## Text under study
****

The four controller lines given in the synopsis section above specify the first, second, third, and fourth Xylogics 7053 SMD disk controller in a Sun system.

DESCRIPTION

Files with minor device numbers 0 through 7 refer to various portions of drive 0; minor devices 8 through 15 refer to drive 1, and so on. The standard device names begin with xd followed by the drive number and then a letter a-h for partitions 0-7 respectively. The character ? stands here for a drive number in the range 0-7.

The block files access the disk using the system's normal buffering mechanism and may be read and written without regard to physical disk records. There is also a ``raw'' interface which provides for direct transmission between the disk and the user's read or write buffer. A single read or write call usually results in only one I/O operation; therefore raw I/O is considerably more efficient when many words are transmitted. The names of the raw files conventionally begin with an extra r.

In raw I/O counts should be a multiple of 512 bytes (a disk sector). Likewise directory.3v calls should specify a multiple of 512 bytes.

If flags 0x1 is specified, the overlapped seeks feature for that drive is turned off. Note: to be effective, the flag must be set on all drives for a specific controller. This action is necessary for controllers with older firmware, which have bugs preventing overlapped seeks from working properly.

DISK SUPPORT

This driver handles all SMD drives by reading a label from sector 0 of the drive which describes the disk geometry and partitioning.

The xd?a partition is normally used for the root file system on a disk, the xd?b partition as a paging area, and the xd?c partition for pack-pack copying (it normally maps the entire disk). The rest of the disk is normally the xd?g partition.

FILES

/dev/xd[0-7][a-h]
block files
/dev/rxd[0-7][a-h]
raw files

SEE ALSO

lseek.2v read.2v write.2v directory.3v dkio.4s

DIAGNOSTICS

xdcn: self test error
Self test error in controller, see the Maintenance and Reference Manual.

****

Collected data
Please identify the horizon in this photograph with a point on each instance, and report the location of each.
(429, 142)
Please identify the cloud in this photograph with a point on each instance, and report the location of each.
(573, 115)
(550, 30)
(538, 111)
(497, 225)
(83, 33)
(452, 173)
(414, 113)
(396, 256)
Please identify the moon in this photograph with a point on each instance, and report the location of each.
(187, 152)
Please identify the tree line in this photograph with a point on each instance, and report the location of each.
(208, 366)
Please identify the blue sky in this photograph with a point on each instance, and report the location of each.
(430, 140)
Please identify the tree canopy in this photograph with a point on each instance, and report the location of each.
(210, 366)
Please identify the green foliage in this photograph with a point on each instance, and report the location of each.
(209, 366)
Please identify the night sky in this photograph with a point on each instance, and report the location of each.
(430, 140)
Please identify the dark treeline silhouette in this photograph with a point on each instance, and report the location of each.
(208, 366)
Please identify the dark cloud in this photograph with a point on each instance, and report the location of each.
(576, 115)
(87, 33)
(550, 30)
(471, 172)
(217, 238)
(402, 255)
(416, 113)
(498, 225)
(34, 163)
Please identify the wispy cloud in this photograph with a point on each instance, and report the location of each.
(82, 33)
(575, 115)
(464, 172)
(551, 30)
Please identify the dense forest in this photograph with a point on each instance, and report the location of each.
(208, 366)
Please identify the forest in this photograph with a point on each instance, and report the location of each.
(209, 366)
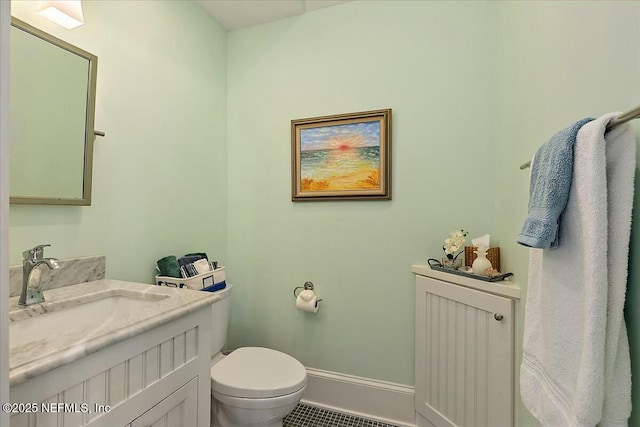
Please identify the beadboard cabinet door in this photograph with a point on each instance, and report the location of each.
(464, 356)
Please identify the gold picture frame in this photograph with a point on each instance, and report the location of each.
(341, 157)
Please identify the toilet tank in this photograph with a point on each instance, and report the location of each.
(220, 319)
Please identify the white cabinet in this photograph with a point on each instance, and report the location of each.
(464, 353)
(177, 410)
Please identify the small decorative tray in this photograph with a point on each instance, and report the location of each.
(436, 265)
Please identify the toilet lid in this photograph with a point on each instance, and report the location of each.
(257, 372)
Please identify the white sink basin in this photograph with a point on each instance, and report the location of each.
(84, 319)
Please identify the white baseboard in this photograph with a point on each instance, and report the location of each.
(363, 397)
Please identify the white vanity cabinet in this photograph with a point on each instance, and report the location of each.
(158, 377)
(464, 351)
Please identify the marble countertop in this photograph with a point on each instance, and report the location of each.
(63, 346)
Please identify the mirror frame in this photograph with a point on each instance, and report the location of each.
(89, 134)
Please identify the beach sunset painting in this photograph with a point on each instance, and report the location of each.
(341, 157)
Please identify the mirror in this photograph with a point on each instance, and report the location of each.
(52, 88)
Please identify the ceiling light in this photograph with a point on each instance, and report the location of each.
(67, 13)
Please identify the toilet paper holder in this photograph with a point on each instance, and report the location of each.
(308, 286)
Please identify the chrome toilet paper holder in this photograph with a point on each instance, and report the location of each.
(308, 286)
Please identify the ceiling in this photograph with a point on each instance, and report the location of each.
(235, 14)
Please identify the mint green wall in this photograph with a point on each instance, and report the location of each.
(560, 61)
(475, 88)
(159, 175)
(424, 60)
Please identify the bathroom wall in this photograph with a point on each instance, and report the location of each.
(159, 175)
(422, 59)
(561, 61)
(476, 88)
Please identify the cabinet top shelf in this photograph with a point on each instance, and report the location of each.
(504, 288)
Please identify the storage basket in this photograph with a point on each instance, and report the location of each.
(209, 281)
(493, 255)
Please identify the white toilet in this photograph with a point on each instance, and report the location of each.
(252, 386)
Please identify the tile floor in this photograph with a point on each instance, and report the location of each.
(310, 416)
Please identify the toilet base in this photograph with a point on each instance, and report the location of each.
(227, 411)
(220, 419)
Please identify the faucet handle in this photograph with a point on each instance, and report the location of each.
(35, 253)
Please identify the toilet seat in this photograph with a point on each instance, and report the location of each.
(256, 372)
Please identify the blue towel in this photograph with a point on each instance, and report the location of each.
(551, 173)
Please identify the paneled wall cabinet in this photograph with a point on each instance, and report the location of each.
(464, 344)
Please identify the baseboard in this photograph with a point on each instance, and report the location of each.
(363, 397)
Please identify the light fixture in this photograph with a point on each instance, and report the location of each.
(67, 13)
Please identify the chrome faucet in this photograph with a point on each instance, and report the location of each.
(31, 285)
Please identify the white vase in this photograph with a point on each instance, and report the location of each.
(481, 263)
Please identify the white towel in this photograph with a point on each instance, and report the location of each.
(575, 368)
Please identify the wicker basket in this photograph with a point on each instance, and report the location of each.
(493, 255)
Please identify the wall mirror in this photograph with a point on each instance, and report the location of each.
(52, 88)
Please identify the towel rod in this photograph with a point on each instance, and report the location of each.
(622, 118)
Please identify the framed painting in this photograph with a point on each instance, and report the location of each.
(341, 157)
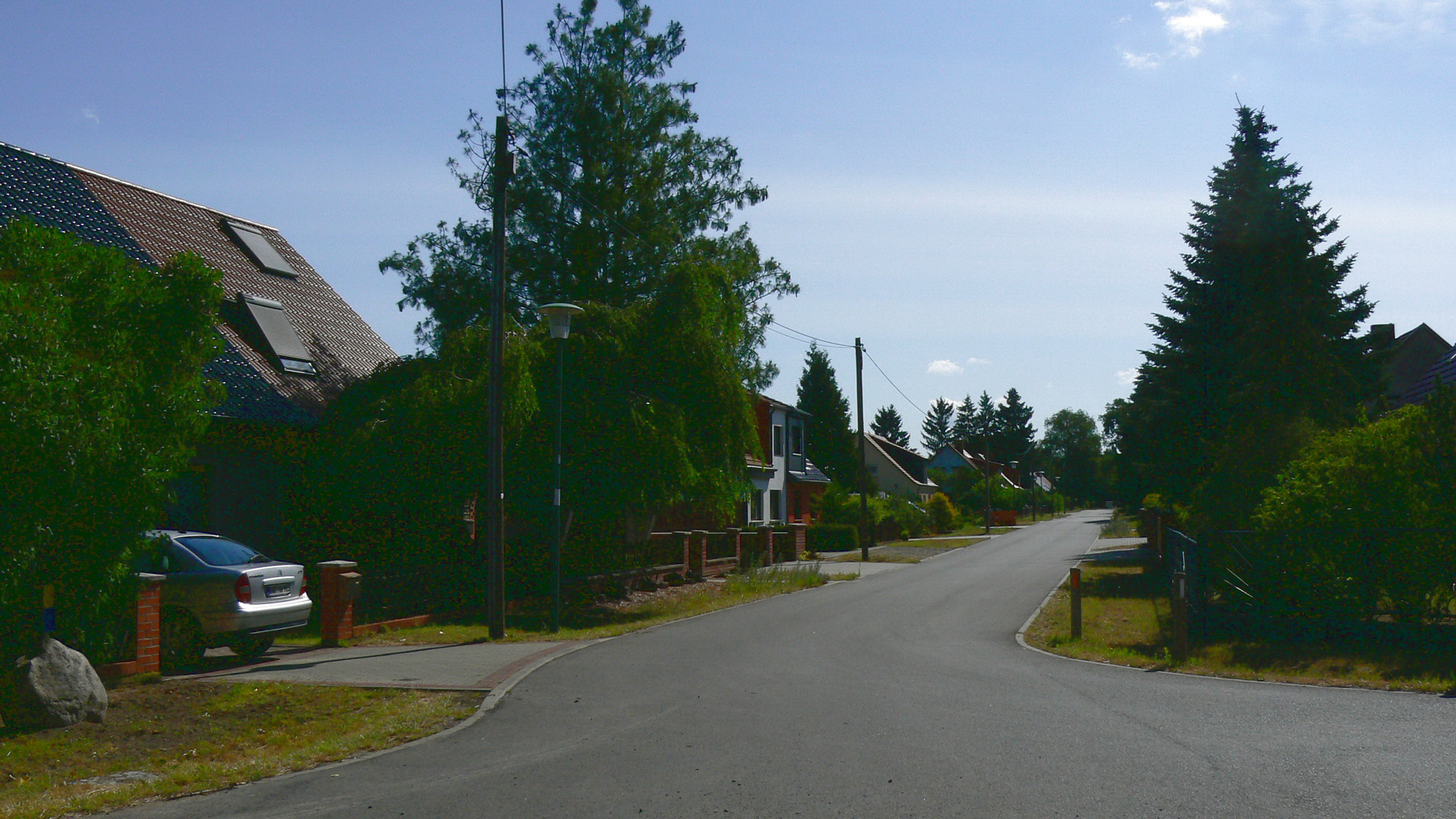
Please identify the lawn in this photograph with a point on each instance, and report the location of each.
(182, 736)
(598, 618)
(1128, 620)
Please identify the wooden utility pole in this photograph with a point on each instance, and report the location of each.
(867, 526)
(504, 168)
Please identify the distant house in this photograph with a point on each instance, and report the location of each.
(896, 469)
(959, 457)
(783, 482)
(290, 343)
(1407, 359)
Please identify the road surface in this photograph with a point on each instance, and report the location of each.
(894, 695)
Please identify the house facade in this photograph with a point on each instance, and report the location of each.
(783, 480)
(290, 343)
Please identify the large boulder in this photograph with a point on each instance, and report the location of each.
(55, 689)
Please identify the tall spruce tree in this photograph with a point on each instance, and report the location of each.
(832, 441)
(887, 425)
(935, 430)
(1258, 344)
(1014, 430)
(965, 426)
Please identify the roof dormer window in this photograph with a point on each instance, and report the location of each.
(277, 330)
(258, 248)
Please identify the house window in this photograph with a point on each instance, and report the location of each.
(258, 248)
(277, 330)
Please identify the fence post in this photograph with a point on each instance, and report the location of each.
(698, 554)
(149, 623)
(337, 613)
(800, 538)
(1076, 602)
(1180, 595)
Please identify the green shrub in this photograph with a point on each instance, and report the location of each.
(943, 513)
(832, 538)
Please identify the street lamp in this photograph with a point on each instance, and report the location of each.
(560, 315)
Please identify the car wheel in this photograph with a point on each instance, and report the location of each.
(182, 642)
(251, 648)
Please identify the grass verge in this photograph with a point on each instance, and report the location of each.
(1128, 620)
(178, 738)
(609, 618)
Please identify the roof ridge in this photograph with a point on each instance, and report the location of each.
(73, 167)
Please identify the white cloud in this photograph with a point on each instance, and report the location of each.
(1142, 60)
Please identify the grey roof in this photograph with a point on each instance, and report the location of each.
(152, 228)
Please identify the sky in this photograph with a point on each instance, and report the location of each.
(989, 194)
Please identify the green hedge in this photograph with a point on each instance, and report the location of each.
(832, 538)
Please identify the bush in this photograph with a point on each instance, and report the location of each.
(943, 513)
(832, 538)
(102, 394)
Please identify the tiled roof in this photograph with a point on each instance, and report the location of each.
(153, 228)
(50, 194)
(1445, 369)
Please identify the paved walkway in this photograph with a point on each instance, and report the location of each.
(479, 667)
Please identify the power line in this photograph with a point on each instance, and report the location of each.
(892, 384)
(813, 337)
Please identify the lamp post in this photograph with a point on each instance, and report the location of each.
(560, 315)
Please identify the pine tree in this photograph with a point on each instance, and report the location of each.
(965, 426)
(1014, 430)
(1258, 344)
(935, 431)
(887, 425)
(830, 438)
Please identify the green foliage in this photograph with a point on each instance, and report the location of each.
(1365, 519)
(1071, 447)
(102, 392)
(887, 425)
(935, 430)
(830, 439)
(832, 538)
(1258, 346)
(943, 513)
(617, 191)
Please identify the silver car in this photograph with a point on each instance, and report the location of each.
(220, 592)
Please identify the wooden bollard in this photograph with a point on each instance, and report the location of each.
(1076, 602)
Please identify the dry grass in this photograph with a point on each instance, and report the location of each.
(196, 736)
(610, 618)
(1128, 620)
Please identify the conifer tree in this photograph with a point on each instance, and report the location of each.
(1258, 344)
(887, 425)
(935, 431)
(830, 438)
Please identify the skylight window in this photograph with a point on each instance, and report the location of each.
(275, 328)
(258, 248)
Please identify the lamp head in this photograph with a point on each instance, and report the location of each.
(560, 315)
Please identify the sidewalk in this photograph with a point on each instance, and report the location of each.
(478, 667)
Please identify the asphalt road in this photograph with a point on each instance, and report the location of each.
(900, 694)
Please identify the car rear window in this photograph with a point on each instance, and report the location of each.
(218, 551)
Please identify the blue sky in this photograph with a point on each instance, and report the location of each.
(989, 194)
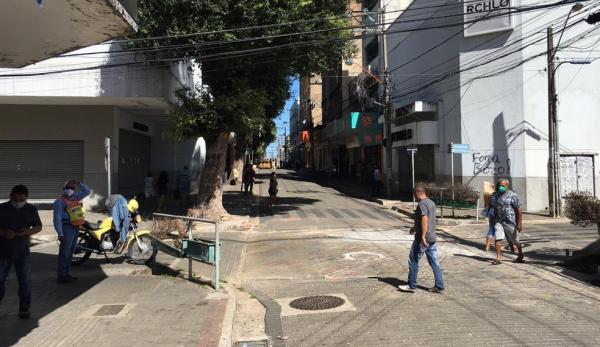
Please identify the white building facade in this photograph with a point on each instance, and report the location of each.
(56, 115)
(484, 84)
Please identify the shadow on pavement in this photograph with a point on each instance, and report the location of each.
(47, 295)
(394, 282)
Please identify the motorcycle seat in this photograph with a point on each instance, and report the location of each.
(90, 226)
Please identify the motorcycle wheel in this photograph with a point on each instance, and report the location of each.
(143, 255)
(81, 254)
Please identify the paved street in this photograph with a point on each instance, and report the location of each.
(318, 241)
(303, 205)
(115, 304)
(510, 304)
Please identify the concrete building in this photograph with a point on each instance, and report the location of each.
(484, 84)
(335, 111)
(57, 113)
(296, 147)
(311, 116)
(32, 31)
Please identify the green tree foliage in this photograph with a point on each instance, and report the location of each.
(248, 81)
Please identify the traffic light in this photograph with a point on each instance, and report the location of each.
(593, 18)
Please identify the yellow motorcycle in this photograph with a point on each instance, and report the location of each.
(102, 237)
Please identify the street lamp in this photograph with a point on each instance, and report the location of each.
(554, 199)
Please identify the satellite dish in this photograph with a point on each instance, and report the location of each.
(197, 165)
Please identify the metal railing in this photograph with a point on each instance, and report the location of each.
(446, 197)
(189, 233)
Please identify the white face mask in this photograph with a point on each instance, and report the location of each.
(18, 205)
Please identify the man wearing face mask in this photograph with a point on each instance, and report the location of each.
(18, 221)
(68, 217)
(508, 219)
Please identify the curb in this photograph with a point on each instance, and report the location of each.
(440, 221)
(228, 321)
(273, 325)
(44, 238)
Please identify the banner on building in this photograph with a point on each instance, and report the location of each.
(371, 132)
(486, 17)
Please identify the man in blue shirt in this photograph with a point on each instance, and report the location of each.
(18, 221)
(68, 216)
(119, 211)
(508, 219)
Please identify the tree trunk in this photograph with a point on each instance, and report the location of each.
(209, 203)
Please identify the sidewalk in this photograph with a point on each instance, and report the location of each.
(544, 243)
(114, 305)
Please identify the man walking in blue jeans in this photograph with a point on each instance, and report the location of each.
(68, 217)
(18, 221)
(424, 243)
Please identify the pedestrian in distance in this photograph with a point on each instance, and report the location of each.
(248, 178)
(424, 244)
(68, 217)
(18, 221)
(163, 190)
(376, 181)
(491, 234)
(272, 190)
(508, 219)
(149, 191)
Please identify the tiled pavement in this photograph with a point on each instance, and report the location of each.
(160, 310)
(510, 304)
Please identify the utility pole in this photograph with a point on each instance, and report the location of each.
(554, 187)
(387, 106)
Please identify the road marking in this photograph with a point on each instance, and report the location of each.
(301, 213)
(334, 213)
(317, 213)
(350, 213)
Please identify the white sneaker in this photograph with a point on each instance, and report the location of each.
(406, 289)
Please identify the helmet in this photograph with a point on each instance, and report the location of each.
(133, 205)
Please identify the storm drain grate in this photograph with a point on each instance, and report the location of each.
(109, 310)
(317, 302)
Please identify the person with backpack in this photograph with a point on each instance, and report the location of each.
(68, 217)
(18, 221)
(273, 189)
(120, 212)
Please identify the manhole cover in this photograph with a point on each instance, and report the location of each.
(317, 302)
(109, 310)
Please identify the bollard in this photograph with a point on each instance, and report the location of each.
(441, 204)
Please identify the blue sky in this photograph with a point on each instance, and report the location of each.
(284, 117)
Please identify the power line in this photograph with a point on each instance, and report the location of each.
(248, 52)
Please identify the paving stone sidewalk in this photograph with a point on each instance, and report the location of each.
(152, 307)
(511, 304)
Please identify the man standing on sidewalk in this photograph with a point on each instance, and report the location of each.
(18, 221)
(508, 219)
(68, 217)
(424, 243)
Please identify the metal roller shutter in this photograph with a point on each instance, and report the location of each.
(134, 162)
(43, 166)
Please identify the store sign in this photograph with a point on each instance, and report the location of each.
(486, 16)
(371, 132)
(402, 135)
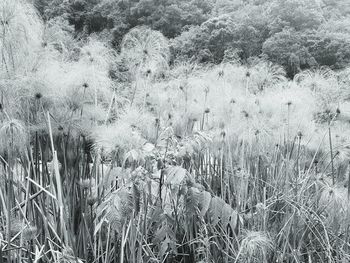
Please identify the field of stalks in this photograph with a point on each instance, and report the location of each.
(158, 163)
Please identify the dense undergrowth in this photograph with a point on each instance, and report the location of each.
(226, 163)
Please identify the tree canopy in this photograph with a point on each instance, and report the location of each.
(296, 34)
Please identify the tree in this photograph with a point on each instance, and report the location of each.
(296, 14)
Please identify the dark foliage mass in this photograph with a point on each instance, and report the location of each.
(296, 34)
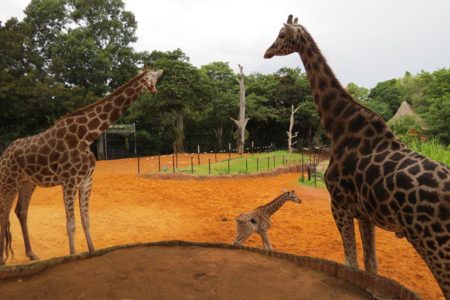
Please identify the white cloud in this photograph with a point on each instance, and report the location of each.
(364, 41)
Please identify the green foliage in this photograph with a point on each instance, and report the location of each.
(360, 93)
(67, 53)
(438, 117)
(316, 180)
(64, 54)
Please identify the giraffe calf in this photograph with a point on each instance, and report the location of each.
(258, 220)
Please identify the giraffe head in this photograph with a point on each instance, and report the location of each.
(287, 41)
(291, 196)
(151, 78)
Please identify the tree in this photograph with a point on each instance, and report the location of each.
(29, 100)
(360, 93)
(223, 101)
(182, 89)
(241, 122)
(291, 136)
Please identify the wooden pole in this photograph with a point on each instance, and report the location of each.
(173, 163)
(209, 166)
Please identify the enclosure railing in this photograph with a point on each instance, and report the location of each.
(222, 163)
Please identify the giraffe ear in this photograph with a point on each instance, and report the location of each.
(290, 28)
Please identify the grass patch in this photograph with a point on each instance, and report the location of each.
(313, 182)
(247, 164)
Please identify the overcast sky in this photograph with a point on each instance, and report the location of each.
(364, 41)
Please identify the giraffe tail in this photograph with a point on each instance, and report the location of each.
(8, 242)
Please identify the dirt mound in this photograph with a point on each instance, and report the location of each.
(126, 208)
(188, 272)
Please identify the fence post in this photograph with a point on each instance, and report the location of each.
(303, 167)
(209, 166)
(173, 163)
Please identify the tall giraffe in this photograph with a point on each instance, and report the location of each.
(258, 220)
(61, 156)
(372, 176)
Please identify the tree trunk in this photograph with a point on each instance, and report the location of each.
(101, 148)
(178, 146)
(242, 121)
(218, 131)
(291, 126)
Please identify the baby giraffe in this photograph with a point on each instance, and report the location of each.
(258, 220)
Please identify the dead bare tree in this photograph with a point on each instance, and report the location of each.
(242, 122)
(291, 126)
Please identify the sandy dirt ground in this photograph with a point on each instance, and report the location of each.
(180, 273)
(126, 208)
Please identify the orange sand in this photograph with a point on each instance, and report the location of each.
(126, 208)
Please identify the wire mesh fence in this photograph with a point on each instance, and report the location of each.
(222, 163)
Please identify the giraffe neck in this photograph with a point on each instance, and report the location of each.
(274, 205)
(335, 105)
(90, 121)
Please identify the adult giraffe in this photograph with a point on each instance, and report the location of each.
(372, 176)
(61, 156)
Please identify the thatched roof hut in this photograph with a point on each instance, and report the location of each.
(405, 110)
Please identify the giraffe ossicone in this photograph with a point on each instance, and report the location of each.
(61, 156)
(372, 176)
(258, 220)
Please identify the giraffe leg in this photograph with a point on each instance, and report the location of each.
(69, 197)
(25, 192)
(84, 193)
(367, 231)
(265, 240)
(6, 202)
(345, 225)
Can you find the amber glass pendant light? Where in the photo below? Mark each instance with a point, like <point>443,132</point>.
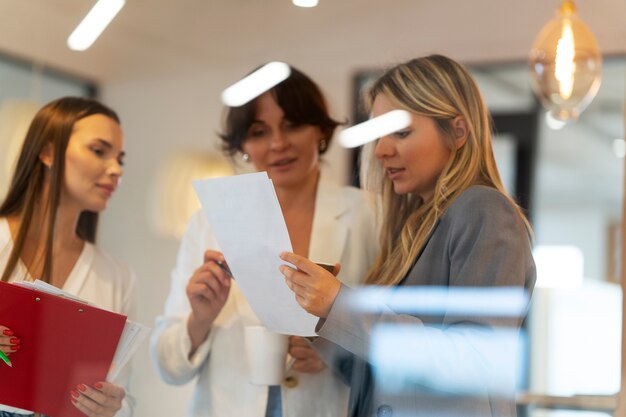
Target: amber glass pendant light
<point>565,64</point>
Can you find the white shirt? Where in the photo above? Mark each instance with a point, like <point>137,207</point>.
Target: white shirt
<point>95,278</point>
<point>344,231</point>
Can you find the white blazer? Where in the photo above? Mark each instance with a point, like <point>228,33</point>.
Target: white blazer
<point>345,232</point>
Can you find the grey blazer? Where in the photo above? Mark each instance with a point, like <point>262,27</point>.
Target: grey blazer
<point>480,241</point>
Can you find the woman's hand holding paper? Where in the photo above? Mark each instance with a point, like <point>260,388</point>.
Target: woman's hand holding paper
<point>315,287</point>
<point>8,341</point>
<point>102,400</point>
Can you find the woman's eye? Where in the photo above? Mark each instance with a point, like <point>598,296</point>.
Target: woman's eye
<point>98,151</point>
<point>401,134</point>
<point>257,133</point>
<point>291,126</point>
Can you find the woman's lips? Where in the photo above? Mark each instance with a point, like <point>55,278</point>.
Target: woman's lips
<point>394,173</point>
<point>283,164</point>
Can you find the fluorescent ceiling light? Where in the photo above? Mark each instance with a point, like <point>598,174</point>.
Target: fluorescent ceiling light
<point>619,148</point>
<point>255,84</point>
<point>305,3</point>
<point>94,23</point>
<point>374,128</point>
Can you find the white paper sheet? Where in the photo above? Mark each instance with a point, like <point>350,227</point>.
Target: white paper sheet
<point>245,216</point>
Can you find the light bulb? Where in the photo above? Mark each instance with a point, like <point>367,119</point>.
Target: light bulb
<point>565,64</point>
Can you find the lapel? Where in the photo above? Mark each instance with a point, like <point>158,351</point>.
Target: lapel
<point>329,234</point>
<point>78,276</point>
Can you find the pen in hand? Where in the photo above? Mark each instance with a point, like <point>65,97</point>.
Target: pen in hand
<point>225,268</point>
<point>5,359</point>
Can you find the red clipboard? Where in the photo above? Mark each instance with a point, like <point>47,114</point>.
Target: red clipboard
<point>63,343</point>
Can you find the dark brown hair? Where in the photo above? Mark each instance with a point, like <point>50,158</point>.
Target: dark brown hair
<point>51,126</point>
<point>300,99</point>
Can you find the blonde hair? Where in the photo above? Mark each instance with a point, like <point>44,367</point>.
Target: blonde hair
<point>438,87</point>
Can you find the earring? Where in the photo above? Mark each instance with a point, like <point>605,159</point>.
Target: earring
<point>323,145</point>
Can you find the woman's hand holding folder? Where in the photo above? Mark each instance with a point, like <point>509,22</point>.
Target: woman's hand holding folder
<point>207,291</point>
<point>102,400</point>
<point>9,343</point>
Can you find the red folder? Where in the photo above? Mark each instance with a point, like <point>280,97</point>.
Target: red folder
<point>63,343</point>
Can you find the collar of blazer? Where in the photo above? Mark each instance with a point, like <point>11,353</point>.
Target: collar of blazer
<point>329,233</point>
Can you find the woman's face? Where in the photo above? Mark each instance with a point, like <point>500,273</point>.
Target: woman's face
<point>288,152</point>
<point>93,163</point>
<point>413,157</point>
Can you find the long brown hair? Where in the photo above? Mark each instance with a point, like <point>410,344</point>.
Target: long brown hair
<point>438,87</point>
<point>52,126</point>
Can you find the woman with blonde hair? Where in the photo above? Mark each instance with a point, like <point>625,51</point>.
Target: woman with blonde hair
<point>447,221</point>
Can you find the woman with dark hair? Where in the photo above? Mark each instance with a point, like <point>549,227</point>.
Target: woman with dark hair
<point>284,132</point>
<point>447,222</point>
<point>69,166</point>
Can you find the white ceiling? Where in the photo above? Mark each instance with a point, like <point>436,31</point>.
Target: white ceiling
<point>171,36</point>
<point>167,35</point>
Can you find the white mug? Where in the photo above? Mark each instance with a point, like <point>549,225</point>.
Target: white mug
<point>266,353</point>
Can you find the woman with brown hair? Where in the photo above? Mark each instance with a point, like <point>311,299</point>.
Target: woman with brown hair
<point>284,132</point>
<point>447,222</point>
<point>69,167</point>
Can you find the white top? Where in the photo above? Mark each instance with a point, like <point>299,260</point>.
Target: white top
<point>344,231</point>
<point>95,278</point>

****

## What to do
Pick up the manual page on the Xylogics 7053 SMD disk controller driver after its last line and continue it.

## Result of the task
xdn: unable to read bad sector info
The bad sector forwarding information for the disk could not be read.
xdn: initialization failed
The drive could not be successfully initialized.
xdn: unable to read label
The drive geometry/partition table information could not be read.
xdn: Corrupt label
The geometry/partition label checksum was incorrect.
xdn: offline
A drive ready status is no longer detected, so the unit has been logically removed from the system. If the drive ready status is restored, the unit will automatically come back online the next time it is accessed.
xdnc: cmd how (msg) blk #n abs blk #n
A command such as read or write encountered an error condition (how): either it failed, the controller was reset, the unit was restored, or an operation was retry'ed. The msg is derived from the error number given by the controller, indicating a condition such as ``drive not ready(rq, ``sector not found'' or ``disk write protected''. The blk # is the sector in error relative to the beginning of the partition involved. The abs blk # is the absolute block number of the sector in error. Some fields of the error message may be missing since the information is not always available.

BUGS

In raw I/O read.2v and write.2v truncate file offsets to 512-byte block boundaries, and write.2v scribbles on the tail of incomplete blocks. Thus, in programs that are likely to access raw devices, read.2v write.2v and lseek.2v should always deal in 512-byte multiples.

Older revisions of the firmware do not properly support overlapped seeks. This will only affect systems with multiple disks on a single controller. If a large number of ``zero sector count'' errors appear, you should use the flags field to disable overlapped seeks.